§ **Natural language region descriptions**
--------------------------------------------------

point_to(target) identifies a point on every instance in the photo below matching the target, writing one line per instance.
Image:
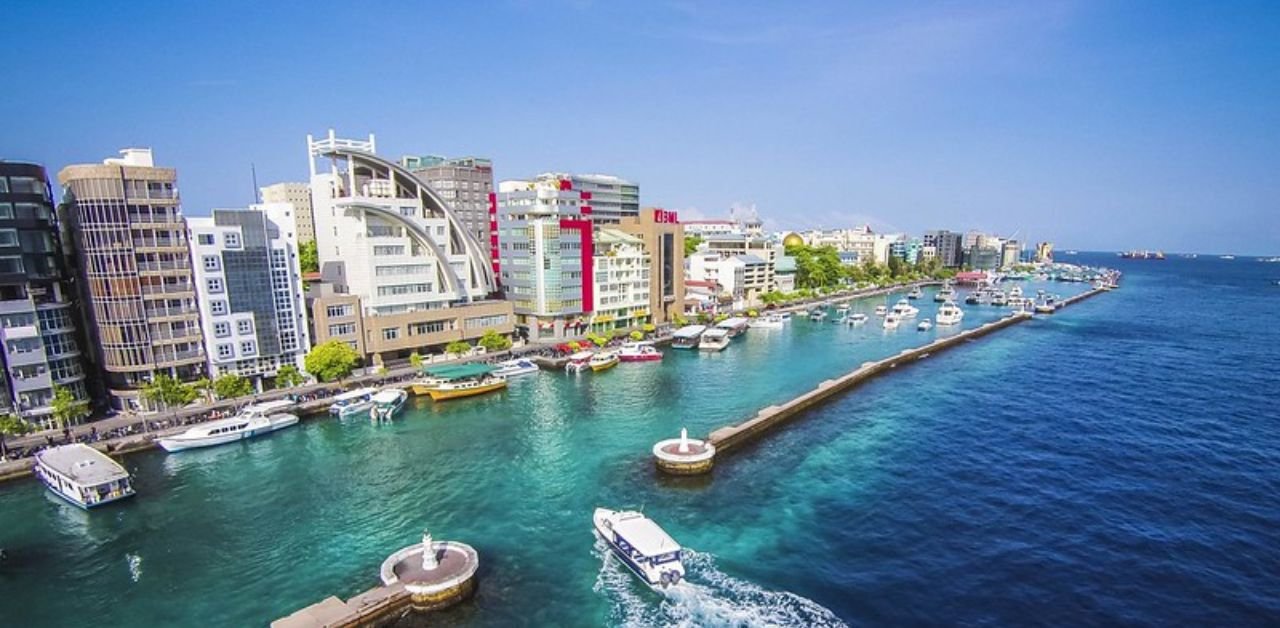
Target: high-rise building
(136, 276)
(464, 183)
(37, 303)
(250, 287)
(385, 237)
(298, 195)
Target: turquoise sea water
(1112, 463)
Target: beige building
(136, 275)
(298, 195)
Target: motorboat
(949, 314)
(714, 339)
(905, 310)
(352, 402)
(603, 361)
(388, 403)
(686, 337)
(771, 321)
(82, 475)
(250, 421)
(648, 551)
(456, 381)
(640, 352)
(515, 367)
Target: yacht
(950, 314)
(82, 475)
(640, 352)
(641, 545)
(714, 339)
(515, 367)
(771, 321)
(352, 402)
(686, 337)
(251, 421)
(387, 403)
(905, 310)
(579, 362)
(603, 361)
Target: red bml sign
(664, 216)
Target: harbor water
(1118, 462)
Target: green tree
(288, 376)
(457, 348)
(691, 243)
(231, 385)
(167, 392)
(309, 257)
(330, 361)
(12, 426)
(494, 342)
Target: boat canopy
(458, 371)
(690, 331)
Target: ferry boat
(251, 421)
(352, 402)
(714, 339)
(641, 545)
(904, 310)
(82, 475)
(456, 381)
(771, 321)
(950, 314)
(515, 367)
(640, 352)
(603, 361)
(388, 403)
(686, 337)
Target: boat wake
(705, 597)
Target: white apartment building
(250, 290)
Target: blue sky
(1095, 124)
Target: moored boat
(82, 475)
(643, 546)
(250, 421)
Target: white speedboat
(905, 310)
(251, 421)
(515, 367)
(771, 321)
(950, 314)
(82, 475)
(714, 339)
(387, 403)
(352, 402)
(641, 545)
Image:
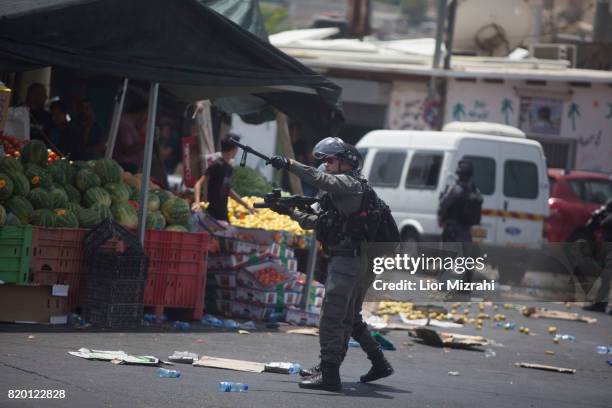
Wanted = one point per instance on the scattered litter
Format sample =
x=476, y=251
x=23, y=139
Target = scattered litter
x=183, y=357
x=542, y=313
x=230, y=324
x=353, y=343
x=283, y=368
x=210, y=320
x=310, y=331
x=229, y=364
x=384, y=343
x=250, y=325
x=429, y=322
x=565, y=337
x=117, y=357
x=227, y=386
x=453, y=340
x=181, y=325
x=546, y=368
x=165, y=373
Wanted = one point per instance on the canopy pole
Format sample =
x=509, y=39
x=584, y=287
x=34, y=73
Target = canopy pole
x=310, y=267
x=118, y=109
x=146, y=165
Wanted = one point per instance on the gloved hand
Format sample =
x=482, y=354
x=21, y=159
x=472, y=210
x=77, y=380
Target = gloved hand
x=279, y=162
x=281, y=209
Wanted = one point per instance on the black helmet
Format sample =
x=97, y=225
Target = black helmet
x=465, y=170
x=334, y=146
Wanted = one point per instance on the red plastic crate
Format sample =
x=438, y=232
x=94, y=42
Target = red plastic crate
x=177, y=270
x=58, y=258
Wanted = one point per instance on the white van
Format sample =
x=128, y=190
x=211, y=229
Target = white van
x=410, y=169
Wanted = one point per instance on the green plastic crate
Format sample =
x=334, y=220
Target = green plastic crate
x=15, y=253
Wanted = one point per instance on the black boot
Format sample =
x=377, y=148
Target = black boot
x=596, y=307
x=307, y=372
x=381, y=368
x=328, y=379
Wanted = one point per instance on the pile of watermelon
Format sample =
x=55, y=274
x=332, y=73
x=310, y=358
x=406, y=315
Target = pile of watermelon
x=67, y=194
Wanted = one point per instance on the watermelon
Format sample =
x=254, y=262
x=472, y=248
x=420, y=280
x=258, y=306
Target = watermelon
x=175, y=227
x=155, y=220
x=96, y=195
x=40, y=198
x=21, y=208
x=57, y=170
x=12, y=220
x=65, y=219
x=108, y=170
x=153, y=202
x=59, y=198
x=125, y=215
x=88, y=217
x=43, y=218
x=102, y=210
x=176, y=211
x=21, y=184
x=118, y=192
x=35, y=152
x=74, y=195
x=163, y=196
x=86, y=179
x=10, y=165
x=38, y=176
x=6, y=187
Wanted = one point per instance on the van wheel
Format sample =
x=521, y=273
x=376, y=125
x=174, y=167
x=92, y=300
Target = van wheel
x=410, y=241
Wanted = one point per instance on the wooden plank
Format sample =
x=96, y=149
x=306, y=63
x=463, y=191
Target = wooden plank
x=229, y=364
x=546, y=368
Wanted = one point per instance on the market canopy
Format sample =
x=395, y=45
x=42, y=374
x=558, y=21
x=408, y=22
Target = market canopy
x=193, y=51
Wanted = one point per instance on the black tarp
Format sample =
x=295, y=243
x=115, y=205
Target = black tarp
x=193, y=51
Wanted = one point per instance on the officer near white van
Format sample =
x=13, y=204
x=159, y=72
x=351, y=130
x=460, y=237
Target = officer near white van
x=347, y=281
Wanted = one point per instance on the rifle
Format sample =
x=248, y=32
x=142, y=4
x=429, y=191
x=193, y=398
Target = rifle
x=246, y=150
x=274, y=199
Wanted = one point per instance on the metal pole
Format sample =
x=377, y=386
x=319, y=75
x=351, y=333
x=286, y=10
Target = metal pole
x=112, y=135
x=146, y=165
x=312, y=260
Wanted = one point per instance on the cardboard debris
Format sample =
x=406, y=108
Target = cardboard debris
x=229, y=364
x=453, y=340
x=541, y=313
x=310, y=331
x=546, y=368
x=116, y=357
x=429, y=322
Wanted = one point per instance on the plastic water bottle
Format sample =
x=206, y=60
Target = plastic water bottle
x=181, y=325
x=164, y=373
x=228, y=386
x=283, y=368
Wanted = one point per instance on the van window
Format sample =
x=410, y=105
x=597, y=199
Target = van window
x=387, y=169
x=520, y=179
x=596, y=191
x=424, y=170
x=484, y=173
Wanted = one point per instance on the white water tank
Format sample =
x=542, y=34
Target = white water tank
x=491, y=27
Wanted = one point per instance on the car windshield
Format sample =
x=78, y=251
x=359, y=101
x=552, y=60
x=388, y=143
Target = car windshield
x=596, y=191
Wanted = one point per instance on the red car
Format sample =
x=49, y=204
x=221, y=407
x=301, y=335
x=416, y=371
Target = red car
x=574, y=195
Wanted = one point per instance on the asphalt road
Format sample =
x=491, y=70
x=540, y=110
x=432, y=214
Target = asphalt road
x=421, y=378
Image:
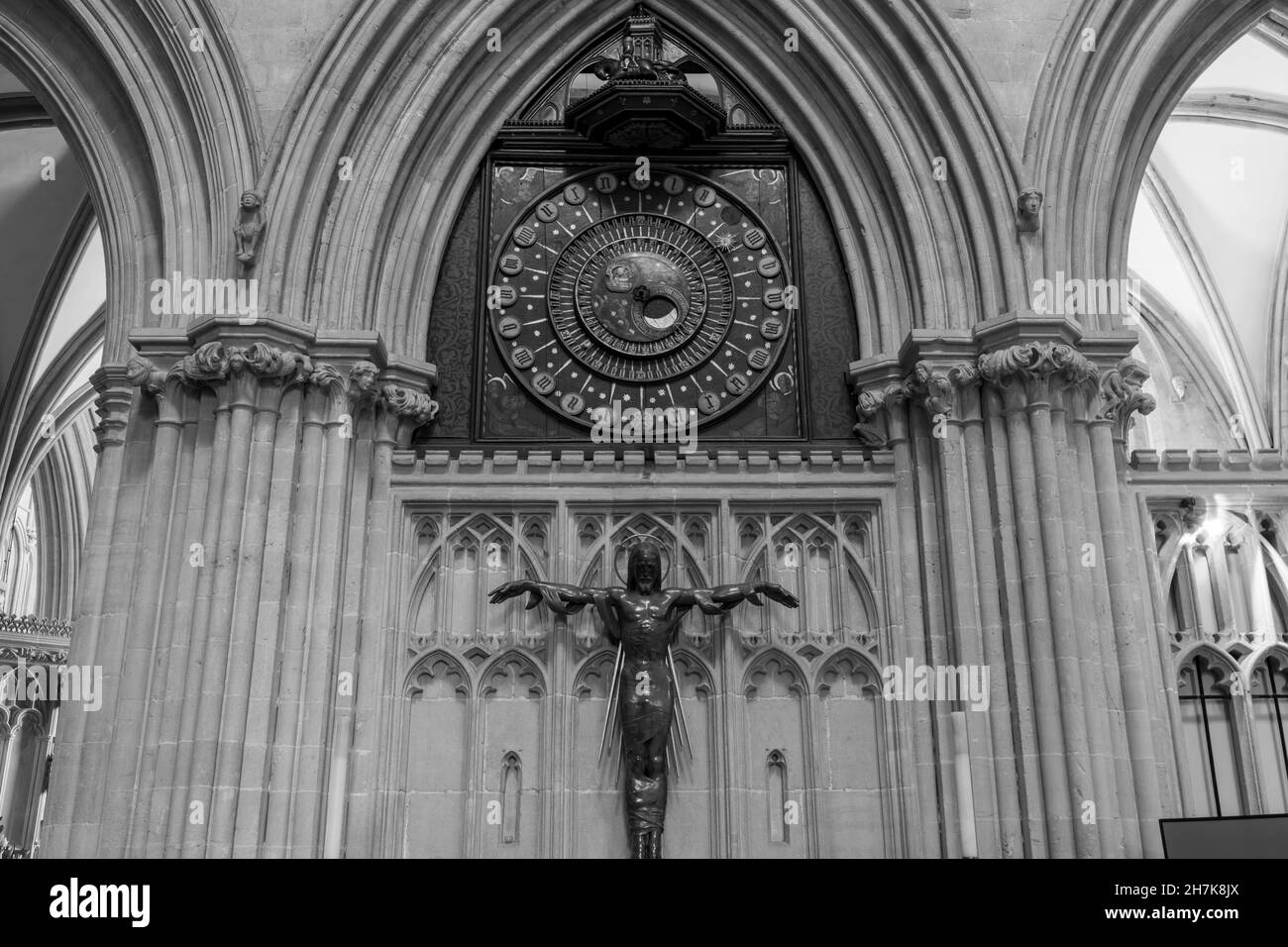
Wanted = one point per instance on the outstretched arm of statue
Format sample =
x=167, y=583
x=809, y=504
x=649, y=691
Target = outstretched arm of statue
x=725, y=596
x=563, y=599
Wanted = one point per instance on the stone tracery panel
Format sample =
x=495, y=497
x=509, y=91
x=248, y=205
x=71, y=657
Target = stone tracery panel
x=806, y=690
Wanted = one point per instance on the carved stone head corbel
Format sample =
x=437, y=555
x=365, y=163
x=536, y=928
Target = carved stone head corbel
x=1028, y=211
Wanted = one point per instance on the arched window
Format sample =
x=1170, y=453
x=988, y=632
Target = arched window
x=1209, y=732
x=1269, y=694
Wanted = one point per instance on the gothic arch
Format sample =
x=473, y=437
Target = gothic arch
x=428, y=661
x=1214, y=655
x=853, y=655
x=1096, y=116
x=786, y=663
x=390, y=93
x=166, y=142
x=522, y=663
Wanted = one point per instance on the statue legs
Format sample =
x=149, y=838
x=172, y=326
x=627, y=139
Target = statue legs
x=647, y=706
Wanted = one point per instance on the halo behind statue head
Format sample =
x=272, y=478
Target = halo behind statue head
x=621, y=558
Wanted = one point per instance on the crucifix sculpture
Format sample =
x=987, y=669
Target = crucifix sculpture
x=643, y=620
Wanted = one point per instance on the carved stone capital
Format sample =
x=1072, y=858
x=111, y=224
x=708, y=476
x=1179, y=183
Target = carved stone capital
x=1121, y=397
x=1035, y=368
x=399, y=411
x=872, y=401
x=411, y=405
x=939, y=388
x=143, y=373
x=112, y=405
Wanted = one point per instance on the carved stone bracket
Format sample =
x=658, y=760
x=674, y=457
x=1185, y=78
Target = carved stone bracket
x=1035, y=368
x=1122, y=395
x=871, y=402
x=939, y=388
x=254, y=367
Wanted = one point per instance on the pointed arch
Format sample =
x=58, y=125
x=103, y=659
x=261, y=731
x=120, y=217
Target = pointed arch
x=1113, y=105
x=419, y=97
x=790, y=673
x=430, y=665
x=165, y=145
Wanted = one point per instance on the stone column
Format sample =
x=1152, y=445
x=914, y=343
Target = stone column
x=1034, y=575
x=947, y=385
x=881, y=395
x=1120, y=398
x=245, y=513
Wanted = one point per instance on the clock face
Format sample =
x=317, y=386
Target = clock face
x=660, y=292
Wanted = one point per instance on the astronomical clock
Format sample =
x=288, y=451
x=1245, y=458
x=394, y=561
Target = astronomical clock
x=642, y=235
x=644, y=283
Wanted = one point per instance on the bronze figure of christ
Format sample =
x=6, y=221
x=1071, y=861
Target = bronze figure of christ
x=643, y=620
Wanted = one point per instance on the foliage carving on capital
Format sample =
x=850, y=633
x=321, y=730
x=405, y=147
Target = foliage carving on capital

--------------------------------------------------

§ **Problem description**
From the records above, print exactly the lines that run from the line with "Target = stone tracery panel" to the line with "x=1170, y=453", inclusive.

§ **Exercise answer**
Target = stone tracery panel
x=806, y=690
Wanted = one point per instance on the carved stone head corbel
Format sample =
x=437, y=555
x=365, y=163
x=536, y=928
Target = carved stone head corbel
x=1028, y=211
Wanted = one point per instance on the arched window
Format sample =
x=1170, y=453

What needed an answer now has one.